▶ [Given text]

As a result of the Medley LLC Chapter 11 Case, realization of Medley LLC’s assets and liquidation of its liabilities are subject to uncertainty. While operating under the protection of the Bankruptcy Code, and subject to Bankruptcy Court approval or otherwise as permitted in the ordinary course of business, Medley LLC may sell or otherwise dispose of assets and liquidate or settle liabilities for amounts other than those reflected in its consolidated financial statements. 

 

As a result, the Medley LLC Chapter 11 Case could result in termination of our investment advisory agreements.

▶ [Raw data]
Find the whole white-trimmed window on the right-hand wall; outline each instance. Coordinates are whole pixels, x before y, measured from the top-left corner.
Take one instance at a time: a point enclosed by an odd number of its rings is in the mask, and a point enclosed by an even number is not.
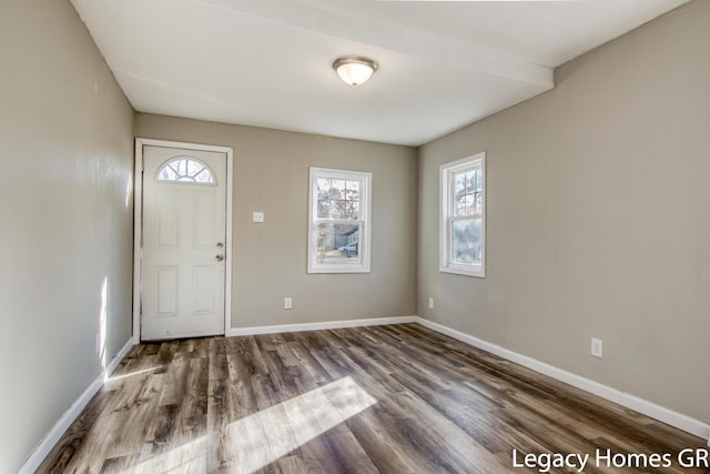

▶ [Work to complete]
For the text about the Medley LLC Chapter 11 Case, decide whether each statement agrees with it. Answer yes or no for each and quote the deciding words from the text. 1. Medley LLC may dispose of assets only for the amounts shown in its consolidated financial statements. 2. The Chapter 11 Case could lead to the termination of investment advisory agreements. 3. Medley LLC is operating under the protection of the Bankruptcy Code.

▶ [Exercise output]
1. No: "for amounts other than those reflected in its consolidated financial statements"
2. Yes: "could result in termination of our investment advisory agreements"
3. Yes: "While operating under the protection of the Bankruptcy Code"